• **Fragmento del texto**:

• • •

El próximo lunes se clausura la Conferencia sobre el Futuro de Europa, un proceso de escucha ciudadana meritorio, aunque no haya cobrado un gran protagonismo durante su desarrollo. Las propuestas que emanan de esa iniciativa son el punto de partida de un proyecto de reforma de los Tratados de la UE que cobra creciente impulso. Esta semana, el Parlamento Europeo ha aprobado una resolución que aboga por que se proceda a ello con la constitución de una Convención.

El proceso tiene mucho sentido. La UE es la mejor plataforma de la que disponen los europeos para abordar los crecientes problemas globales, y es necesario adecuar la capacidad de respuesta común a los nuevos retos, a los malestares de la sociedad. A la vez, es un movimiento arriesgado, por los peligros de una iniciativa que requiere complicadas ratificaciones nacionales en un panorama repleto de fuerzas hostiles al proyecto europeo, incluso en puestos de mando. Son notorios intentos reformistas del pasado mal gestionados que acabaron provocando nefastos contragolpes. Ello no significa que haya que renunciar, pero sí que es imprescindible un manejo muy ponderado de la iniciativa desde la conciencia plena de la fuerza del rechazo.

• • •

• **Entradas de datos**:
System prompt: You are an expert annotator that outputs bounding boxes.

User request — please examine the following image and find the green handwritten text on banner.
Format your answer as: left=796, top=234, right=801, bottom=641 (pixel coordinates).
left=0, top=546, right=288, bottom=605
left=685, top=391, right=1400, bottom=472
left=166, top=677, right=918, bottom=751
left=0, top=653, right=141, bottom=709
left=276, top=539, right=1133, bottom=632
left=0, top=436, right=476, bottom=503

• • •

• **Enunciado del ejercicio**: Actualice el pasaje del texto sobre la reforma de los Tratados de la UE que empieza por "El próximo lunes" y continúa hasta "de una Convención.", y sustituya "Parlamento Europeo" por "Consejo Europeo".

• **Respuesta**:
El próximo lunes se clausura la Conferencia sobre el Futuro de Europa, un proceso de escucha ciudadana meritorio, aunque no haya cobrado un gran protagonismo durante su desarrollo. Las propuestas que emanan de esa iniciativa son el punto de partida de un proyecto de reforma de los Tratados de la UE que cobra creciente impulso. Esta semana, el Consejo Europeo ha aprobado una resolución que aboga por que se proceda a ello con la constitución de una Convención.